>>>>

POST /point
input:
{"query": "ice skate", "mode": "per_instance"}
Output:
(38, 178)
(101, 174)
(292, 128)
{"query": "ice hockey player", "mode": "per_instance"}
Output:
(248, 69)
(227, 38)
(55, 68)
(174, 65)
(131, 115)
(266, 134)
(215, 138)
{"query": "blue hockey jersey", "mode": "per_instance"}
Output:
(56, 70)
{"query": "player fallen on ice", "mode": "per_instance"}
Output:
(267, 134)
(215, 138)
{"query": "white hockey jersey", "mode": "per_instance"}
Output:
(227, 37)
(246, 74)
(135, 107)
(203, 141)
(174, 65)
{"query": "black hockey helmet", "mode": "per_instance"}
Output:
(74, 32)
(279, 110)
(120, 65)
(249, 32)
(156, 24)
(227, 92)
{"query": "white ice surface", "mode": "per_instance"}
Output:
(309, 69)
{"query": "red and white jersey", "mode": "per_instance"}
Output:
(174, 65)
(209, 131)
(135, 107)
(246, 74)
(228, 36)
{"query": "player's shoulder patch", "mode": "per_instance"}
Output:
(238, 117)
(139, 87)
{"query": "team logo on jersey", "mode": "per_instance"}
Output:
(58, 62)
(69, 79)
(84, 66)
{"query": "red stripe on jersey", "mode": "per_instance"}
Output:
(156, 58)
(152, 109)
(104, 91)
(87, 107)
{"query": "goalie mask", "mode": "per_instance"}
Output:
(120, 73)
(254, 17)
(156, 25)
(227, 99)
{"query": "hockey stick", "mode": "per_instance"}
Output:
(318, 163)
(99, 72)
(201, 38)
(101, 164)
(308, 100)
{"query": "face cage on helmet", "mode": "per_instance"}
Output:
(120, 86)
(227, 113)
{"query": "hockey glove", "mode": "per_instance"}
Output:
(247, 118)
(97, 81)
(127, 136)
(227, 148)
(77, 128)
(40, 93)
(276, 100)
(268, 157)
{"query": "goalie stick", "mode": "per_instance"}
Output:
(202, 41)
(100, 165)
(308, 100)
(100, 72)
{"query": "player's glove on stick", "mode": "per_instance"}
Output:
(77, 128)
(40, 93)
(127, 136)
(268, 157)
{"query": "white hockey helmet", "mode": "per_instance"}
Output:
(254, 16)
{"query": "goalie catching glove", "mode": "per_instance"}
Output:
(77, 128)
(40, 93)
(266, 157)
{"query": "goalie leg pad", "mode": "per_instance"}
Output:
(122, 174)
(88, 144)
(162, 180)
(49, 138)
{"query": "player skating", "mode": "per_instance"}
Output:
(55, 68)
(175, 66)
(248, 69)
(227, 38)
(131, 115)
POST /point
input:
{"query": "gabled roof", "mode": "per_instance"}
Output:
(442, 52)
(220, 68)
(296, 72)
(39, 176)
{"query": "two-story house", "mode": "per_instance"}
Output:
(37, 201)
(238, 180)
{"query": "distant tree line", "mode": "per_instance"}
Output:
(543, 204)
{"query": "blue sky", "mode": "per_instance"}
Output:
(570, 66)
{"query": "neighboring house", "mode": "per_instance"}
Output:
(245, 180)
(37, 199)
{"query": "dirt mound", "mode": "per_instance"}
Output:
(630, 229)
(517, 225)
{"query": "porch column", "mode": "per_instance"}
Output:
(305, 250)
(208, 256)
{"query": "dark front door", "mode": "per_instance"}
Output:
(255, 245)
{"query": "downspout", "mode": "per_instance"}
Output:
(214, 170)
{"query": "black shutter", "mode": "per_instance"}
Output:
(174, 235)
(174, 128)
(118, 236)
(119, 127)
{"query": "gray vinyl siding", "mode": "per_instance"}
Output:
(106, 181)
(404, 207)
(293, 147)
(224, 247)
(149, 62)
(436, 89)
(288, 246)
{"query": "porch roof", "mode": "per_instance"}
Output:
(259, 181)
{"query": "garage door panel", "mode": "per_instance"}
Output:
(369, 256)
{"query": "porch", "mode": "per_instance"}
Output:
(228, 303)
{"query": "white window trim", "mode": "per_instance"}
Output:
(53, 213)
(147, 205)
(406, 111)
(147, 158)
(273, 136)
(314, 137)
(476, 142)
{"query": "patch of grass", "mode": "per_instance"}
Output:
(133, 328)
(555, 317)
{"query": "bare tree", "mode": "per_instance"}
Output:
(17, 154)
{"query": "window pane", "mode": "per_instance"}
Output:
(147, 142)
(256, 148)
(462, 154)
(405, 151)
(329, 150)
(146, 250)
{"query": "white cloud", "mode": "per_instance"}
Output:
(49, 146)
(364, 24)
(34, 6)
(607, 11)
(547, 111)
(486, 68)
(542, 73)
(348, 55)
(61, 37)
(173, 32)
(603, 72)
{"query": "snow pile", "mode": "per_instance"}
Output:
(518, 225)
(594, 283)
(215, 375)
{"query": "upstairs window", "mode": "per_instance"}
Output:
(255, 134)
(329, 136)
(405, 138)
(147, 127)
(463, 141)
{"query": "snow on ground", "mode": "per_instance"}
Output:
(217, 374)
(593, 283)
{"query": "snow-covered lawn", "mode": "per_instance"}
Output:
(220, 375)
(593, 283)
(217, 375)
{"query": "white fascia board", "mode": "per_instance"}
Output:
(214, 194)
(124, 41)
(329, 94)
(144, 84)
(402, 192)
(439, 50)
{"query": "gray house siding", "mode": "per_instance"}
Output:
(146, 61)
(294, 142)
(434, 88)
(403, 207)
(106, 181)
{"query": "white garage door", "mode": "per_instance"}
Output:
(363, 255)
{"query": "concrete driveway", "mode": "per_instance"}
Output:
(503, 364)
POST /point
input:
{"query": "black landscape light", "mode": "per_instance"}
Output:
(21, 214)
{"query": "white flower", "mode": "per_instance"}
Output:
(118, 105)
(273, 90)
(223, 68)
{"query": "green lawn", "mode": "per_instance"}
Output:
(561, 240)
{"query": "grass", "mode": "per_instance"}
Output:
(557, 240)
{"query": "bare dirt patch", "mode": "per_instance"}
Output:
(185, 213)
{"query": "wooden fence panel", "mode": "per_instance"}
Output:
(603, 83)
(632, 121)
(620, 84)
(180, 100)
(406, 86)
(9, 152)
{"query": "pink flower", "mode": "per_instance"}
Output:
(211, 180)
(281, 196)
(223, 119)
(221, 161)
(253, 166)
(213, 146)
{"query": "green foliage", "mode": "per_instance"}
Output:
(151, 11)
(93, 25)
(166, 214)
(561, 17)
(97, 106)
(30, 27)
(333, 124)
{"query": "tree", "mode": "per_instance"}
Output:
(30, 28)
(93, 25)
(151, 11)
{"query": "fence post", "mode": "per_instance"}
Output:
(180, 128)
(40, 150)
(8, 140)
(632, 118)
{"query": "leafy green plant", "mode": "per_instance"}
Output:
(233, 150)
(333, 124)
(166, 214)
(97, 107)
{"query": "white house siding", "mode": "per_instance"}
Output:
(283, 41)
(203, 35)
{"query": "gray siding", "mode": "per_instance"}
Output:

<<<<

*What you should do*: Starting at the first entry and ending at the last, reproduce each one exactly.

*Written reply*:
POST /point
input:
{"query": "ice skate", "mode": "per_instance"}
Output:
(38, 178)
(101, 174)
(292, 128)
{"query": "ice hockey player", "mode": "per_instance"}
Output:
(248, 69)
(227, 38)
(55, 68)
(174, 65)
(131, 115)
(266, 134)
(215, 138)
{"query": "blue hockey jersey", "mode": "per_instance"}
Output:
(56, 70)
{"query": "player fallen on ice", "mode": "per_instance"}
Output:
(267, 134)
(215, 138)
{"query": "white hockey jersey", "mode": "per_instance"}
Output:
(227, 37)
(246, 74)
(135, 107)
(203, 141)
(174, 65)
{"query": "black hockey helmet", "mode": "per_instance"}
Output:
(74, 32)
(279, 110)
(120, 65)
(249, 32)
(156, 24)
(227, 92)
{"query": "white ice surface", "mode": "per_instance"}
Output:
(309, 69)
{"query": "red and white jersey", "mode": "per_instance"}
Output:
(174, 65)
(209, 131)
(135, 107)
(246, 74)
(228, 36)
{"query": "player's shoulder patch", "mode": "per_instance"}
Output:
(238, 117)
(139, 87)
{"query": "team logo on jersey", "mode": "per_instance"}
Output:
(58, 62)
(69, 79)
(84, 66)
{"query": "red stripe on jersey", "mode": "per_instance"}
Output:
(156, 58)
(152, 109)
(104, 91)
(87, 107)
{"query": "goalie mask", "mode": "per_instance"}
Output:
(120, 73)
(254, 17)
(156, 25)
(227, 99)
{"query": "hockey stick", "mode": "per_instance"}
Output:
(318, 163)
(99, 72)
(201, 38)
(101, 164)
(308, 100)
{"query": "face cage on helmet", "mode": "per_instance"}
Output:
(120, 86)
(227, 113)
{"query": "hockey glove", "mode": "per_instance"}
Output:
(247, 118)
(97, 81)
(127, 136)
(227, 148)
(77, 128)
(40, 93)
(276, 100)
(268, 157)
{"query": "goalie stick", "mode": "per_instance"}
Output:
(202, 41)
(100, 165)
(308, 100)
(100, 72)
{"query": "player's glove on stick", "mode": "per_instance"}
Output:
(77, 128)
(40, 93)
(127, 136)
(268, 157)
{"query": "white hockey helmet", "mode": "per_instance"}
Output:
(254, 16)
{"query": "goalie catching glove", "mode": "per_instance"}
Output:
(77, 128)
(40, 93)
(266, 157)
{"query": "goalie leg pad", "mode": "per_instance"}
Output:
(122, 174)
(88, 144)
(162, 180)
(49, 138)
{"query": "player skating", "mode": "per_instance"}
Output:
(55, 68)
(175, 66)
(248, 69)
(227, 38)
(131, 115)
POST /point
input:
{"query": "gabled roof", "mode": "per_instance"}
Output:
(442, 52)
(220, 68)
(296, 72)
(39, 176)
{"query": "two-story house", "mode": "per_instance"}
Output:
(37, 201)
(238, 180)
{"query": "distant tree line", "mode": "per_instance"}
Output:
(543, 204)
{"query": "blue sky", "mode": "per_instance"}
Output:
(570, 66)
{"query": "neighboring house", "mode": "per_instance"}
Output:
(245, 180)
(37, 199)
{"query": "dirt mound", "mode": "per_instance"}
Output:
(630, 229)
(517, 225)
{"query": "porch column", "mode": "per_instance"}
Output:
(305, 250)
(208, 256)
{"query": "dark front door", "mode": "per_instance"}
Output:
(255, 245)
{"query": "downspout", "mode": "per_instance"}
Output:
(214, 170)
{"query": "black shutter", "mode": "per_instance"}
Output:
(174, 235)
(174, 128)
(118, 236)
(119, 127)
{"query": "gray vinyl siding", "mode": "per_instance"}
Output:
(106, 181)
(404, 207)
(293, 147)
(224, 247)
(149, 62)
(436, 89)
(288, 246)
{"query": "porch roof", "mode": "per_instance"}
Output:
(259, 181)
{"query": "garage door panel", "mode": "per_instance"}
Output:
(369, 256)
{"query": "porch", "mode": "per_instance"}
Output:
(228, 303)
{"query": "white window trim", "mode": "per_instance"}
Output:
(53, 213)
(147, 205)
(406, 111)
(147, 158)
(273, 136)
(314, 137)
(476, 142)
{"query": "patch of grass", "mode": "per_instance"}
Output:
(133, 328)
(555, 317)
{"query": "bare tree", "mode": "per_instance"}
Output:
(17, 154)
{"query": "window pane", "mode": "per_instance"}
Output:
(147, 142)
(256, 148)
(462, 154)
(405, 151)
(329, 150)
(146, 250)
{"query": "white cloud", "mode": "per_instance"}
Output:
(49, 146)
(364, 24)
(34, 6)
(607, 11)
(547, 111)
(486, 68)
(542, 73)
(348, 55)
(61, 37)
(173, 32)
(603, 72)
{"query": "snow pile", "mode": "per_instance"}
Output:
(518, 225)
(594, 283)
(215, 375)
{"query": "upstairs window", "mode": "per_instance"}
Output:
(255, 134)
(329, 136)
(405, 138)
(147, 127)
(463, 141)
{"query": "snow on ground", "mode": "per_instance"}
Output:
(217, 374)
(593, 283)
{"query": "snow-covered lawn", "mode": "per_instance"}
Output:
(220, 375)
(593, 283)
(217, 375)
{"query": "white fascia board", "mode": "per_instance"}
Output:
(214, 194)
(124, 41)
(329, 94)
(144, 84)
(402, 192)
(439, 50)
{"query": "gray house siding", "mode": "per_instance"}
Output:
(146, 61)
(294, 142)
(434, 88)
(403, 207)
(106, 181)
{"query": "white garage door", "mode": "per_instance"}
Output:
(363, 255)
{"query": "concrete driveway", "mode": "per_instance"}
Output:
(503, 364)
POST /point
input:
{"query": "black landscape light", "mode": "per_instance"}
Output:
(21, 214)
{"query": "white flower", "mode": "per_instance"}
Output:
(118, 105)
(273, 90)
(223, 68)
{"query": "green lawn", "mode": "per_instance"}
Output:
(561, 240)
{"query": "grass", "mode": "per_instance"}
Output:
(557, 240)
{"query": "bare dirt patch", "mode": "per_instance"}
Output:
(185, 213)
{"query": "wooden fence panel", "mode": "per_instance"}
Output:
(603, 83)
(632, 121)
(620, 84)
(180, 100)
(406, 86)
(9, 152)
{"query": "pink flower", "mode": "per_instance"}
Output:
(211, 180)
(281, 196)
(223, 119)
(221, 161)
(253, 166)
(213, 146)
{"query": "green foliage", "mode": "per_instance"}
Output:
(151, 11)
(93, 25)
(166, 214)
(561, 17)
(97, 106)
(30, 27)
(333, 124)
{"query": "tree", "mode": "per_instance"}
Output:
(30, 28)
(93, 25)
(151, 11)
{"query": "fence post", "mode": "per_instance"}
Output:
(180, 128)
(40, 150)
(8, 140)
(632, 118)
{"query": "leafy green plant", "mode": "per_instance"}
Output:
(233, 150)
(333, 124)
(166, 214)
(97, 107)
{"query": "white house siding", "mode": "per_instance"}
Output:
(283, 41)
(203, 35)
{"query": "gray siding", "mode": "per_instance"}
Output:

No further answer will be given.